▸ **EXTRACT**
-- -- --

Xxxxxxxx, Xxxxx 0000
Xx.
Xxxxx, Xxxxxxxx 00000
|
Re:
|
Representations
Concerning the Issuance of Junior Subordinated Deferrable Interest
Debentures (the “Debentures”) to CMTV Statutory Trust I (the “Trust”)
and Sale of Trust Securities (the “Trust Securities”) of the
Trust
|
Ladies
and Gentlemen:
In
accordance with your request,
Community Bancorp. (the “Company”) hereby makes the following representations in
connection with the preparation of your opinion letter as to the United States
federal income tax consequences of the issuance by the Company of the Debentures
to the Trust and the sale of the Trust Securities.
Company
hereby represents
that:
1. The
sole
assets of the Trust will be the Debentures, any interest paid on the Debentures
to the extent not distributed, proceeds of the Debentures, or any of the
foregoing.
2. The
Company intends to use the net proceeds from the sale of the Debentures for
general corporate purposes.

-- -- --

▸ **TO DO**
• A. According to the letter, what does the Company intend to use the net proceeds from the sale of the Debentures for?
• B. Rewrite the paragraph of the letter beginning "In accordance with your request" as a single shorter sentence that keeps its main facts.
• C. Continue the letter on the Debentures and Trust Securities from the point where it ends.

(Dataset rows)
-- -- --

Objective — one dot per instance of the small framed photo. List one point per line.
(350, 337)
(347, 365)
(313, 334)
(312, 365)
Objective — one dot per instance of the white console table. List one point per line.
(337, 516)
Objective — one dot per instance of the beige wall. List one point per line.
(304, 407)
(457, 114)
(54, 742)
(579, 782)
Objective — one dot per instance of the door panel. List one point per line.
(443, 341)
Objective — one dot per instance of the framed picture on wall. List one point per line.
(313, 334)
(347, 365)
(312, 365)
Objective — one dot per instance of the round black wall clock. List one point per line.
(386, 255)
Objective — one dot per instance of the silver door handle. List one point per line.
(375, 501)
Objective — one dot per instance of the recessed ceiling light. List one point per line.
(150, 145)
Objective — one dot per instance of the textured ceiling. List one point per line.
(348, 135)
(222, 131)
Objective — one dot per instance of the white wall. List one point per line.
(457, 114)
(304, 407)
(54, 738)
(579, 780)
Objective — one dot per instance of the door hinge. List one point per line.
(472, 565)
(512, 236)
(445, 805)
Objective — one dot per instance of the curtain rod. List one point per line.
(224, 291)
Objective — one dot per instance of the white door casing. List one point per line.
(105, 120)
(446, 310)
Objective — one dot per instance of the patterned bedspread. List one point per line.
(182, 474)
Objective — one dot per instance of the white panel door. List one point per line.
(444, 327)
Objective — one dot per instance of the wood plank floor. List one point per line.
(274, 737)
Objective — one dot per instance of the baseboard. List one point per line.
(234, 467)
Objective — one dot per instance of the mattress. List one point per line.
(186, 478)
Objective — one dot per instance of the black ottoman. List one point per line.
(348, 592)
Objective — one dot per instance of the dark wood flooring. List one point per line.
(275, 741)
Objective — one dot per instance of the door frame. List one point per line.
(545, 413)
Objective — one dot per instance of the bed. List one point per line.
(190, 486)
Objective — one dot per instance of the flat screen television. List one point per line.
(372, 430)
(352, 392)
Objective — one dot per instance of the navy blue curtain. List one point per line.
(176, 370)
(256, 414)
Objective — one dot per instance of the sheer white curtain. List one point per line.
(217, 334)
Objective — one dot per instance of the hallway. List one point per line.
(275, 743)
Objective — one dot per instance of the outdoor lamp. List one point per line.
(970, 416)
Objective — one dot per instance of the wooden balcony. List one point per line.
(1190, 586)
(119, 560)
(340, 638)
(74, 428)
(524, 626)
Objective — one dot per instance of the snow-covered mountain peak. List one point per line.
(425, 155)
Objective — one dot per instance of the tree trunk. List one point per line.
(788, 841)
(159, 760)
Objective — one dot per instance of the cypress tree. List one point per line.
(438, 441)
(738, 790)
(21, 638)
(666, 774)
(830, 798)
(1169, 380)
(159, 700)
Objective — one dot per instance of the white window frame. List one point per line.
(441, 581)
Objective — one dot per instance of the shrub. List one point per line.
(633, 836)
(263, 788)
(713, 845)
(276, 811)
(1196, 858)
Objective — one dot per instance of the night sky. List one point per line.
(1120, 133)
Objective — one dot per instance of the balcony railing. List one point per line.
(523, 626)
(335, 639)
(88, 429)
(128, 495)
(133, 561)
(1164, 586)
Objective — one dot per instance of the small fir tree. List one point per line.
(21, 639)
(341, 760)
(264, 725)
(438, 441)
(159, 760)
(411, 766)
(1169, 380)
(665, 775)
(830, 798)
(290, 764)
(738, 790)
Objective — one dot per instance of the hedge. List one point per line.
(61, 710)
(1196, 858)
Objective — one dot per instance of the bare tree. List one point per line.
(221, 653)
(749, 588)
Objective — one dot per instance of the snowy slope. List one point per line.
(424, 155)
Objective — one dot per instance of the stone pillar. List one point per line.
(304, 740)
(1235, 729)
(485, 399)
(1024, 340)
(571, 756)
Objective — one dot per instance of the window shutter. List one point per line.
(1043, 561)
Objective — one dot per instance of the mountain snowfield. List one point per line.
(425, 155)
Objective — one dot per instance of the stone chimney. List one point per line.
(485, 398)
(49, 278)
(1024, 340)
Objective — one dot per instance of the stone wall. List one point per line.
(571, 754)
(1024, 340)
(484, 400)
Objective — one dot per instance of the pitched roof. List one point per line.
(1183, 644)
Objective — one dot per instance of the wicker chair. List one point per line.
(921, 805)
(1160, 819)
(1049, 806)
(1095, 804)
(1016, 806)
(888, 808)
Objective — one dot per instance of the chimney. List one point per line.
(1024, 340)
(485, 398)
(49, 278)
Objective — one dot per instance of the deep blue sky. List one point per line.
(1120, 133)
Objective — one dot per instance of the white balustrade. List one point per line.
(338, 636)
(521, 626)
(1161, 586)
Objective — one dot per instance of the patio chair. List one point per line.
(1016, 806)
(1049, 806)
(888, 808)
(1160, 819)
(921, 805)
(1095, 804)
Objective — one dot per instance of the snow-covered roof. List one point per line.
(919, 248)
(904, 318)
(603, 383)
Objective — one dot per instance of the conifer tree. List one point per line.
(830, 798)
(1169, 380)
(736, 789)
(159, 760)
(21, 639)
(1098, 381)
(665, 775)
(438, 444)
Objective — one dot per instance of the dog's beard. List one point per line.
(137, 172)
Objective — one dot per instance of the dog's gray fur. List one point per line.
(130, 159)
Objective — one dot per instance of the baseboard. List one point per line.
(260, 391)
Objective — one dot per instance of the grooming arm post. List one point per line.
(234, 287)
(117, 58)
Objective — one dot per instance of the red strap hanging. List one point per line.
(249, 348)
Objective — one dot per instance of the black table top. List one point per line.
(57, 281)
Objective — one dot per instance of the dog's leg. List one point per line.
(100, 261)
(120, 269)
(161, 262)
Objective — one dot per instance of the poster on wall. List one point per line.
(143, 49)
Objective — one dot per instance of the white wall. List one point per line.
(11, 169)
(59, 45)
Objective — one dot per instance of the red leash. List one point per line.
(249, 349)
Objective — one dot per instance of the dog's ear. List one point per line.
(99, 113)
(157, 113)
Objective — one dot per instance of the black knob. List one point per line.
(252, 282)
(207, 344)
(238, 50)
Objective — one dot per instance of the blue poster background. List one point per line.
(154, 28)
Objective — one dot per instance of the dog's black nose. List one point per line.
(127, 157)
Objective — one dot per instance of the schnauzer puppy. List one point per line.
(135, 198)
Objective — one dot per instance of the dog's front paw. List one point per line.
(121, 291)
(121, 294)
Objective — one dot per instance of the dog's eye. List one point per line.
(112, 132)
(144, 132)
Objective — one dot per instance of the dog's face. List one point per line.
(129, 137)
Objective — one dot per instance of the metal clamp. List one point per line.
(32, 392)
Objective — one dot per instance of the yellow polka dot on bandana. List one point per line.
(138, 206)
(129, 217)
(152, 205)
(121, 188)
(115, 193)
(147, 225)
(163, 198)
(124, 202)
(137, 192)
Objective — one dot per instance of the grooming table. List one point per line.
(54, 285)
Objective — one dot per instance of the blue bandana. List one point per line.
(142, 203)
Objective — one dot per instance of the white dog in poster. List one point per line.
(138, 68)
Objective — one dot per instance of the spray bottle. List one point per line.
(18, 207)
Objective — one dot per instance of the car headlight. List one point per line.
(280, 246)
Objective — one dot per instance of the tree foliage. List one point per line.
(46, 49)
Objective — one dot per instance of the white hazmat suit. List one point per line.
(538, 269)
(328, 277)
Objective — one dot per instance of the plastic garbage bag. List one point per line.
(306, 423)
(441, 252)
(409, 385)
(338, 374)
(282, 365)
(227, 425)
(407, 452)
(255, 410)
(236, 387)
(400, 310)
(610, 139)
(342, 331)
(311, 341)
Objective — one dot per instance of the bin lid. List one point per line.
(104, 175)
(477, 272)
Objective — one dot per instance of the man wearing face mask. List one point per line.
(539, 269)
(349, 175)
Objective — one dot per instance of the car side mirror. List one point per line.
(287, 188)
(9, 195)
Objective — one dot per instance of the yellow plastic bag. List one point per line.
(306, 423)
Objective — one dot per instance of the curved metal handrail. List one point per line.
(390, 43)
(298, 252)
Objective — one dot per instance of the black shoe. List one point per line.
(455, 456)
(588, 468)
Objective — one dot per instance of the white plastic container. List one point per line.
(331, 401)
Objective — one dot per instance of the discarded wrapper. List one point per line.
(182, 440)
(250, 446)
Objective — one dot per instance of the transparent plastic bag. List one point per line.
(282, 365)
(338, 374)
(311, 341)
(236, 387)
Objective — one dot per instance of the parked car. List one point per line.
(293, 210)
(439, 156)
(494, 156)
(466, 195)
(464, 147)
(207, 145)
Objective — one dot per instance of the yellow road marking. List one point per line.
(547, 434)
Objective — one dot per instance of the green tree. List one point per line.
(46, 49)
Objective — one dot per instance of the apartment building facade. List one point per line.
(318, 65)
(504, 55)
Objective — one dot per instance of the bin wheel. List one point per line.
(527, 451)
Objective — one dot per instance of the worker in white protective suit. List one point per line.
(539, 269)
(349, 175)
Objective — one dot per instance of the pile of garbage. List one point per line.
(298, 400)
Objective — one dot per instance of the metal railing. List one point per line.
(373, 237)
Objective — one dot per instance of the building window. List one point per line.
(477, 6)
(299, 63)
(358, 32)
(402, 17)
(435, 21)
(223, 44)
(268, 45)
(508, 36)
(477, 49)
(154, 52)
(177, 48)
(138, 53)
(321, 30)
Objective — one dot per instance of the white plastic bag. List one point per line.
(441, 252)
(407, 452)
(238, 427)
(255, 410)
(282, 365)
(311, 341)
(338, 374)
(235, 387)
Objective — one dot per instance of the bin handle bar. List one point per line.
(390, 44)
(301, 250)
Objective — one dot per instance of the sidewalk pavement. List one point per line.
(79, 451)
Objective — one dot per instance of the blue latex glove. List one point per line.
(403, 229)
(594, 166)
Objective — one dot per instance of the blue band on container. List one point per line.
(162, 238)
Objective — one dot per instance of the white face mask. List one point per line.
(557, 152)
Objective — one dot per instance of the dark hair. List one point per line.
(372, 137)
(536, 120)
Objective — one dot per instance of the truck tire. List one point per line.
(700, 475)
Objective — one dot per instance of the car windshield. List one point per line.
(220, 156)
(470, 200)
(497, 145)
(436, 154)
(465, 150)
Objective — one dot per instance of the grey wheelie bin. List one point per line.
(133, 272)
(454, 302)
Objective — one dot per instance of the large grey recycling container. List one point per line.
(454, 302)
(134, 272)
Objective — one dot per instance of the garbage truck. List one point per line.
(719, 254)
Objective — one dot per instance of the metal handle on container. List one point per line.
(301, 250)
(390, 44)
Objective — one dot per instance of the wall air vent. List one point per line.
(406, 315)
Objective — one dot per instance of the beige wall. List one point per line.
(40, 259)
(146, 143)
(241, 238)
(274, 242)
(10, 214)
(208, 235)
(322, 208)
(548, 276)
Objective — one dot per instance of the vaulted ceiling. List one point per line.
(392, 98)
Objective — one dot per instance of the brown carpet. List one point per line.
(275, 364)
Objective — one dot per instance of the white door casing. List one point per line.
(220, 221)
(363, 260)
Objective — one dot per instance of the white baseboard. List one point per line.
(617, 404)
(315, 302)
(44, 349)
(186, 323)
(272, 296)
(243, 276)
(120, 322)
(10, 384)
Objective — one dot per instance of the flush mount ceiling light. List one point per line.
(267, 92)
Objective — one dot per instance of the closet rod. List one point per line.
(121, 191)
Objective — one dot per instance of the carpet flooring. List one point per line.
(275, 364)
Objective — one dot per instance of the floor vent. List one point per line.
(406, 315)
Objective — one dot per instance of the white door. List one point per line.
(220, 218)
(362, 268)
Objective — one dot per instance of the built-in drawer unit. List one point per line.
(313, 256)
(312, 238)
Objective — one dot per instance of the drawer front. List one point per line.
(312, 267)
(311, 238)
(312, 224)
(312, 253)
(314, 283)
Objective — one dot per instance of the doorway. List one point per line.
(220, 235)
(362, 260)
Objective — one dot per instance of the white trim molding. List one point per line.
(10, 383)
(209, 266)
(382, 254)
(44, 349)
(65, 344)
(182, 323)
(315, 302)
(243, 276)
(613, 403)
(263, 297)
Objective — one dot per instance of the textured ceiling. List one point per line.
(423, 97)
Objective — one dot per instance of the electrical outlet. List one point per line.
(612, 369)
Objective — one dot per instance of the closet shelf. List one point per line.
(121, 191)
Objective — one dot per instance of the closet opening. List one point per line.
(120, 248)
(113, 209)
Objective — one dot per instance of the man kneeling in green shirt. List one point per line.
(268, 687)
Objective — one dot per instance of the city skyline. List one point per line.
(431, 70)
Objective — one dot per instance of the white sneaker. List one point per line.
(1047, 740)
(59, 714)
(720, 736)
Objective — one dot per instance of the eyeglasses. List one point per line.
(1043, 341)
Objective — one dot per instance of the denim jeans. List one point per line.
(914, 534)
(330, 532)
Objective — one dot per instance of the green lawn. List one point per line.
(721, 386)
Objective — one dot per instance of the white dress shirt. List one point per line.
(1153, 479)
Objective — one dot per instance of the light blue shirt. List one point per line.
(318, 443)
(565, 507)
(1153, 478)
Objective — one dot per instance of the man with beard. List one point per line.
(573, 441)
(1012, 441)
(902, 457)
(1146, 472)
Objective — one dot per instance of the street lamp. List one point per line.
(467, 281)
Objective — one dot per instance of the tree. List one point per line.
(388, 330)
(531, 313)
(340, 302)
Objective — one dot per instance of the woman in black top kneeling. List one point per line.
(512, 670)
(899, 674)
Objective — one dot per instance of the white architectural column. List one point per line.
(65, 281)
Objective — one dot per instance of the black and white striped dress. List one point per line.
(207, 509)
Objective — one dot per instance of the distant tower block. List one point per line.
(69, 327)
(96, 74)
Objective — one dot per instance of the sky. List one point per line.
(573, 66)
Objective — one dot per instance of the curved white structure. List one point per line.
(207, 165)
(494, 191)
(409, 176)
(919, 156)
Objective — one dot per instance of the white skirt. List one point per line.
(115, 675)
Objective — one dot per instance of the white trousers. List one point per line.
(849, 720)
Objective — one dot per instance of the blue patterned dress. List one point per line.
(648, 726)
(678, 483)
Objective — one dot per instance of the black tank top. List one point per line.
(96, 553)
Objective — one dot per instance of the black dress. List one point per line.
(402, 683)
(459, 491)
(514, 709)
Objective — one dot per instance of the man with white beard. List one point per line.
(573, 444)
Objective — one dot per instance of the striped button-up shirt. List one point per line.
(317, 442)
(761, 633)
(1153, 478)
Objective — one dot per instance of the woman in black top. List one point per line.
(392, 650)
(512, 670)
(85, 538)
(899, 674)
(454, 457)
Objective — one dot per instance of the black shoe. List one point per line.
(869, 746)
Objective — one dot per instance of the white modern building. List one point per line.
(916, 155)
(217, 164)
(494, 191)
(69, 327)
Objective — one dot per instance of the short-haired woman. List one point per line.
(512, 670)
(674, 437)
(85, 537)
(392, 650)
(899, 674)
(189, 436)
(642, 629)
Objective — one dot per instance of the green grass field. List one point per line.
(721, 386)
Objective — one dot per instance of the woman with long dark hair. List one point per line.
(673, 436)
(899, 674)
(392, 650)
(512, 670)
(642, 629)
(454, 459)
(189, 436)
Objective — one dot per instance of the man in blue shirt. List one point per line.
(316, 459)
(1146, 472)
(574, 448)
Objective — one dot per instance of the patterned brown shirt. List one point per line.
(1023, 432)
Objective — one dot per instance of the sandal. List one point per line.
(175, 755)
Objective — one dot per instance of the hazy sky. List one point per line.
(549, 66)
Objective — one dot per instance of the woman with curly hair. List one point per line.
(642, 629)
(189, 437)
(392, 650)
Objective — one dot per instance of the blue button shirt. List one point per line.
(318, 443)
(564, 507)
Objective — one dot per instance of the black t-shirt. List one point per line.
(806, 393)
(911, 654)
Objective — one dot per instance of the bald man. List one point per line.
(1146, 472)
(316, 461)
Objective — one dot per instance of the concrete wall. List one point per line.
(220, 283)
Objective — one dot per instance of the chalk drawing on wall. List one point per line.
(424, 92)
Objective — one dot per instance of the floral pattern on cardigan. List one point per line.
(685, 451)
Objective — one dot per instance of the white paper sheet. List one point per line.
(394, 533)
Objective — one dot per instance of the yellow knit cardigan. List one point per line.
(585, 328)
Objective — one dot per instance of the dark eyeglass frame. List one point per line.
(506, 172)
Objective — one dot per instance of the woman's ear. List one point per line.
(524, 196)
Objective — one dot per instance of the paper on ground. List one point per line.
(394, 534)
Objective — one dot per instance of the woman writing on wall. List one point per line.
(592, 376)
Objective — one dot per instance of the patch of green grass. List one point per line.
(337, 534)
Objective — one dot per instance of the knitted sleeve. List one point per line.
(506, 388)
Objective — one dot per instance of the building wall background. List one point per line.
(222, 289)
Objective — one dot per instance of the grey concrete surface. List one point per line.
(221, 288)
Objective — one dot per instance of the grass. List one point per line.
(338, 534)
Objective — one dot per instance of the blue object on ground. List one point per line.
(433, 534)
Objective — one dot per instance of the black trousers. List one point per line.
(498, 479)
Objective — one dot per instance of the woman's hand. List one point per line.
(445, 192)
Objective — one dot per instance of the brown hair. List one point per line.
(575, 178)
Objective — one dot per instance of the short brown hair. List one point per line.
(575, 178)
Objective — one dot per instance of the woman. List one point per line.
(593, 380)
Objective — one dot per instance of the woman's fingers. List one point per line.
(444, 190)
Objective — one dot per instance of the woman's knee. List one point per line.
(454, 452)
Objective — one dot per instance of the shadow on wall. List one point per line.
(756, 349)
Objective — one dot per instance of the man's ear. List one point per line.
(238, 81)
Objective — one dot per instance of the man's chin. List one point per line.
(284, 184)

-- -- --

▸ **ANSWER SET**
• A. General corporate purposes.

• B. At the recipient's request, Community Bancorp. makes these representations for the preparation of an opinion letter on the United States federal income tax consequences of its issuance of the Debentures to the Trust and the sale of the Trust Securities.

• C.
3. The
Trust
was not formed to conduct any trade or business and is not authorized to conduct
any trade or business. The Trust exists for the exclusive purposes of
(i) issuing and selling the Trust Securities, (ii) using the proceeds
from the sale of Trust Securities to acquire the Debentures, and
(iii) engaging only in activities necessary or incidental
thereto.
4. The
Company has not entered into an agency agreement with the Trust or authorized
the trustee to act as its agent in dealing with third parties. To Company’s
knowledge, after due inquiry, the Trust has not acted as the agent of the
Company or of anyone else in dealing with third parties.
5. The
Trust
was formed to facilitate direct investment in the assets of the Trust, and
the
existence of multiple classes of ownership is incidental to that purpose. There
is no intent to provide holders of such interests in the Trust with diverse
interests in the assets of the Trust.
6. The
Company intends to create a debtor-creditor relationship between the Company,
as
debtor, and the Trust, as a creditor, upon the issuance and sale of the
Debentures to the Trust by the Company. The Company will (i) record and at
all
times continue to reflect the Debentures as indebtedness on its separate books
and records for financial accounting purposes, and (ii) treat the Debentures
as
indebtedness for all United States tax purposes.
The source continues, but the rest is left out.